**Data records**
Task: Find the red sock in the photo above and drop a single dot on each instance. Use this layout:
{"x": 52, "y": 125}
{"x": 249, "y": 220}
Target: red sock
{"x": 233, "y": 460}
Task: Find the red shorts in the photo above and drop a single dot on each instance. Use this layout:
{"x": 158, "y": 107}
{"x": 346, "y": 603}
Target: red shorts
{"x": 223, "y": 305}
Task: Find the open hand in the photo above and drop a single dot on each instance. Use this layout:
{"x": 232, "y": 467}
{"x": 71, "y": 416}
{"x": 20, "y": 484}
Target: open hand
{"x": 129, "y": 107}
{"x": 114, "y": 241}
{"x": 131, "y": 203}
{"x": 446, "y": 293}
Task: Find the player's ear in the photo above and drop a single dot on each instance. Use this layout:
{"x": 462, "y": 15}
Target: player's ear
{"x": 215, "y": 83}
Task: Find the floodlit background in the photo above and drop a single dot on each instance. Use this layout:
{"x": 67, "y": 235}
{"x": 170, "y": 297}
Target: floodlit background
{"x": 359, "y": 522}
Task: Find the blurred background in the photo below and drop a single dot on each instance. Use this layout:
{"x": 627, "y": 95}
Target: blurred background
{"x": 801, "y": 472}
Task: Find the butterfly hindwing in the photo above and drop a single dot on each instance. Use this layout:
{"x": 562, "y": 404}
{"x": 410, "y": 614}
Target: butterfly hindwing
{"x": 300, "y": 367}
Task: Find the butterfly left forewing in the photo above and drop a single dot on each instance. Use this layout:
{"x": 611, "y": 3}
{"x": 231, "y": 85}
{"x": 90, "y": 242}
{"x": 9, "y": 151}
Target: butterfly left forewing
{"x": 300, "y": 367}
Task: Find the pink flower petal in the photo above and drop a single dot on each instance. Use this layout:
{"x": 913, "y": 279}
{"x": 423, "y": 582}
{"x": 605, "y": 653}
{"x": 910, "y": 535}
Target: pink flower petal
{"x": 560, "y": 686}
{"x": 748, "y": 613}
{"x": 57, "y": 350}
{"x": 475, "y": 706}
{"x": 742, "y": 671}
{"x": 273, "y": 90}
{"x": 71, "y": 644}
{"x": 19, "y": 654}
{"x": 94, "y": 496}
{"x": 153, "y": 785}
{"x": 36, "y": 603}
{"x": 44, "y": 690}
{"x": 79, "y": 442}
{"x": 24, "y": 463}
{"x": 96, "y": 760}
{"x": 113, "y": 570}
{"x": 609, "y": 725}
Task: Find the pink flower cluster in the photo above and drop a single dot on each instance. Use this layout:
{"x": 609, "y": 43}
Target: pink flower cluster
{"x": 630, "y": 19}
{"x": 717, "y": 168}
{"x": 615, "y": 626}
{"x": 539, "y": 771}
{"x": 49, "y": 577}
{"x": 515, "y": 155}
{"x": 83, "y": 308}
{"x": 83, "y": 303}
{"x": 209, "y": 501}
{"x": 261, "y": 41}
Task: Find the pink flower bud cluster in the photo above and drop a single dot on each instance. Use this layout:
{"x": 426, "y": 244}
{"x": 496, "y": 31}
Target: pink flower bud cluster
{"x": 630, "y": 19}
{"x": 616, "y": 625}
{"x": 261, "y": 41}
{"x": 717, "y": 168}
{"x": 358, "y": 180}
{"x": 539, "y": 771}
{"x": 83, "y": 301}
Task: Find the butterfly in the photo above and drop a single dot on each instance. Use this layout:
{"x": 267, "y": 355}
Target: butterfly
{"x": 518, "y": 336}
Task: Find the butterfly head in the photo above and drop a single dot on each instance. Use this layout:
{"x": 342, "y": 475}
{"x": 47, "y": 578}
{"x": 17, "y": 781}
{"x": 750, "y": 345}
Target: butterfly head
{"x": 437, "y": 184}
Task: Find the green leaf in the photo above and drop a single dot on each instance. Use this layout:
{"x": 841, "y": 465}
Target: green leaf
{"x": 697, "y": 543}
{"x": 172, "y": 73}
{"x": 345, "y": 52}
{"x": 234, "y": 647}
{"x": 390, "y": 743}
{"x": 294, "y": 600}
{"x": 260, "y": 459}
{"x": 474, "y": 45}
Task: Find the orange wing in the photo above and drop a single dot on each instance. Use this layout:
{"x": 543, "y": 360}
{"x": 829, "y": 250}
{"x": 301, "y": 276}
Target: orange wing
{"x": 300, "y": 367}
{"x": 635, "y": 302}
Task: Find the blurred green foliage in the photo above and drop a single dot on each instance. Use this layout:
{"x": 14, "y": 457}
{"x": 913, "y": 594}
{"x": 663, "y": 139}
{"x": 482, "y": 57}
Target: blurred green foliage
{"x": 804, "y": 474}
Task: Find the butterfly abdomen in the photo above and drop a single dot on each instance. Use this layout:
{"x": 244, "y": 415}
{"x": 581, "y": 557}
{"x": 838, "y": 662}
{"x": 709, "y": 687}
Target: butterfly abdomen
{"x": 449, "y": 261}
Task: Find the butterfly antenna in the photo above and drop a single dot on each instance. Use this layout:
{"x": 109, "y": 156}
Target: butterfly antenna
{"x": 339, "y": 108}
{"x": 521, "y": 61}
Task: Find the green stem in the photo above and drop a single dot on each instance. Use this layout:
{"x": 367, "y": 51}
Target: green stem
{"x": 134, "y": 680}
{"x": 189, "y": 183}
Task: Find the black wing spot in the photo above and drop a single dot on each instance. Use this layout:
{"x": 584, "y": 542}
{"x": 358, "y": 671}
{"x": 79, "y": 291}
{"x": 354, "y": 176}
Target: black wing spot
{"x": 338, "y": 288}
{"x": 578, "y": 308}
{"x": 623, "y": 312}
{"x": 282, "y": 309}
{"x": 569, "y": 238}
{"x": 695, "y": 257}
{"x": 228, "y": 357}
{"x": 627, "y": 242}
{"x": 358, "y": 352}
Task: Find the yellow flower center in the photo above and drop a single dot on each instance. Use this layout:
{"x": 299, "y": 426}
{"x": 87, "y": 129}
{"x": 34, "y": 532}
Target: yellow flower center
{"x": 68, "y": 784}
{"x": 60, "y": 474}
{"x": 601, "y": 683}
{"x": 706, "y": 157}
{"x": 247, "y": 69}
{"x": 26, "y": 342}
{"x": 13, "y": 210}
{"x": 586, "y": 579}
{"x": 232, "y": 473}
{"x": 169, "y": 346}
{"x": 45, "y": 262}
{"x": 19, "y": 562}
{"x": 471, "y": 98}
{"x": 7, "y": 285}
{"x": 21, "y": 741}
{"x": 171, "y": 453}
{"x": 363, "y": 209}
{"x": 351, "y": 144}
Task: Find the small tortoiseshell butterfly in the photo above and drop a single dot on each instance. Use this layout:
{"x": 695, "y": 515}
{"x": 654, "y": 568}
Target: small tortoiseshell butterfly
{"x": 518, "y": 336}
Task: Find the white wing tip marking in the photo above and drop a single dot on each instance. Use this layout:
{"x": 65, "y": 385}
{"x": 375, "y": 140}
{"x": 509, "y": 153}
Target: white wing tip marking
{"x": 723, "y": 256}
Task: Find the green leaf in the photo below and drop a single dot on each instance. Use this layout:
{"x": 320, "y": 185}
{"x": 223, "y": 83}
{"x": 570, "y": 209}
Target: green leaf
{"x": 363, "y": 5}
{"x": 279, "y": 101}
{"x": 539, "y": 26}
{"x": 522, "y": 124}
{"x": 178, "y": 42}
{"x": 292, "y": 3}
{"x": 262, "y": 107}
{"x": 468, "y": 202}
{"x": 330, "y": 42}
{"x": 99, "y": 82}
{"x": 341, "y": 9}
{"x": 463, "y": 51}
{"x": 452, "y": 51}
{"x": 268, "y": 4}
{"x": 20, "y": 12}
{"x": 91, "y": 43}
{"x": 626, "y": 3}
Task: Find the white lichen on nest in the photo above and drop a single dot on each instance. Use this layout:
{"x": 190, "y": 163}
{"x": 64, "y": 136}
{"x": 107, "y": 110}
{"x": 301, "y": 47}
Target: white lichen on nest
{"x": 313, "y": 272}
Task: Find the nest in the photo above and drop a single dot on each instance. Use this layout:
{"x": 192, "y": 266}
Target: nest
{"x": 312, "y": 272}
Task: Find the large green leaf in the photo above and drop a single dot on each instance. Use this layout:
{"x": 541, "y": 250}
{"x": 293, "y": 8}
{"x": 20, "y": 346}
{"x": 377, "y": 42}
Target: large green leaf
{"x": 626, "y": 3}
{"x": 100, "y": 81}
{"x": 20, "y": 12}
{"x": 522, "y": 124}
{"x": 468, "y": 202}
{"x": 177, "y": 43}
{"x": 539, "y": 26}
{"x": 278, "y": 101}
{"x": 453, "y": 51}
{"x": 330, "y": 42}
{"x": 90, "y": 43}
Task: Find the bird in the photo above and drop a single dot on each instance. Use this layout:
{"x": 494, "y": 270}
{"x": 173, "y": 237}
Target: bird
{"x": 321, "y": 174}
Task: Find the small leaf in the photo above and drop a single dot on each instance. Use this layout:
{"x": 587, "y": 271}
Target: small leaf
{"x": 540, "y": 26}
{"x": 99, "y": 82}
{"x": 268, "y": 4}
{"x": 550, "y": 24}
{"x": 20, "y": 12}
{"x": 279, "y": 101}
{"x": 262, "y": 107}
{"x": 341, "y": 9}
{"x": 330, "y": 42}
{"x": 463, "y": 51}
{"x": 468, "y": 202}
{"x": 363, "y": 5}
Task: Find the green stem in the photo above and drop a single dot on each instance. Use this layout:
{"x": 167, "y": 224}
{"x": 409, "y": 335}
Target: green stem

**Objective**
Copy word for word the lines of the records above, starting with the line that contains "Task: Find the bird" and continuing through the final line of the records.

**Task result**
Task: Find the bird in the photo above and drop a single dot on each instance. Use this layout:
{"x": 494, "y": 270}
{"x": 173, "y": 237}
Target: bird
{"x": 321, "y": 174}
Task: Find the small leaf in the photo above and drop a single dot on each instance. Use this layout:
{"x": 587, "y": 271}
Target: small leaf
{"x": 540, "y": 26}
{"x": 99, "y": 82}
{"x": 268, "y": 4}
{"x": 550, "y": 24}
{"x": 20, "y": 12}
{"x": 279, "y": 101}
{"x": 262, "y": 107}
{"x": 341, "y": 9}
{"x": 330, "y": 42}
{"x": 463, "y": 51}
{"x": 468, "y": 202}
{"x": 363, "y": 5}
Task: Find the green stem in the photo above and drop a single dot on each instance. Use this layout:
{"x": 167, "y": 224}
{"x": 409, "y": 335}
Target: green stem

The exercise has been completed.